• _YOUR OBJECTIVE_:
In the post on LEA code optimization, copy everything from "Code optimization <LEA" down to "GCC 2.7.2.3 :-)", swapping "warnings" for "complaints".

**** EXTRACT PROVIDED ****

Code optimization <LEA Instruction>
Jamie Lokier
lkd en tantalophile.demon.co.uk
Sab Ene 29 04:30:16 CST 2000
Richard B. Johnson wrote:
> This is from GCC version 2.7.2.3, the exact utility that
> ../linux/Documentation/Changes requires.
>From another recent thread, we know that Linux 2.3.recent spits out a
few warnings about cache-aligned structures with GCC 2.7.2.3.
So I guess none of the people that write that code use GCC 2.7.2.3 :-)
> In most cases LEA is used where an offset is already known at compile-
> time. Note the stack operations using LEA and that the "pop" instruction
> uses the stack-pointer that has just been changed in value using LEA. This
> is a 3-clock penality.
>
> 333: 8d 65 e0 lea 0xffffffe0(%ebp),%esp
> 336: 5b pop %ebx
The AGI occurs when address calculation is dependent on the prior
instruction, in the pipeline. There is no AGI in this example.

**** RECORD SET ****

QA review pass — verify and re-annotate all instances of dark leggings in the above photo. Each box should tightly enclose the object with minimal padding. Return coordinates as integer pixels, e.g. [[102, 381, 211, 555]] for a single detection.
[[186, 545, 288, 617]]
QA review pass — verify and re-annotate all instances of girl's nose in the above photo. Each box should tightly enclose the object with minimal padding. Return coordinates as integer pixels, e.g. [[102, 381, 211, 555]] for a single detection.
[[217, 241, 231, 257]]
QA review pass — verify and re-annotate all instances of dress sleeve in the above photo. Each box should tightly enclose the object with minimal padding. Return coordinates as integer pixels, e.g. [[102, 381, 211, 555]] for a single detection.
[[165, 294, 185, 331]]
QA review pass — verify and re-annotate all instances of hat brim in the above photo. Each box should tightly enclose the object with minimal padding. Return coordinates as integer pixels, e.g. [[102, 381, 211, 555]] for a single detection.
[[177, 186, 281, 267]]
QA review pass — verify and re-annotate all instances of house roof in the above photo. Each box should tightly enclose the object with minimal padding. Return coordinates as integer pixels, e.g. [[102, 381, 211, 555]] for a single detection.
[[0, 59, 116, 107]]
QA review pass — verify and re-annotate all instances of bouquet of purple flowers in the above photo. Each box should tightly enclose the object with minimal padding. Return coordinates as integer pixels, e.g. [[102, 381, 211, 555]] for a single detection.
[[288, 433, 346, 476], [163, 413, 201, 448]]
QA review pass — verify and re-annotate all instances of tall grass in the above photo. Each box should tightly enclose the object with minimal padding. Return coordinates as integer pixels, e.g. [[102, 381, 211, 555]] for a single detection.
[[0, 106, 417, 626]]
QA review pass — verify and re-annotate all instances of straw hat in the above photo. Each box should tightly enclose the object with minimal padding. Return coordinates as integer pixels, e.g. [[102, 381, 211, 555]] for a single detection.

****

• _TASK RESPONSE_:
Code optimization <LEA Instruction>
Jamie Lokier
lkd en tantalophile.demon.co.uk
Sab Ene 29 04:30:16 CST 2000
Richard B. Johnson wrote:
> This is from GCC version 2.7.2.3, the exact utility that
> ../linux/Documentation/Changes requires.
>From another recent thread, we know that Linux 2.3.recent spits out a
few complaints about cache-aligned structures with GCC 2.7.2.3.
So I guess none of the people that write that code use GCC 2.7.2.3 :-)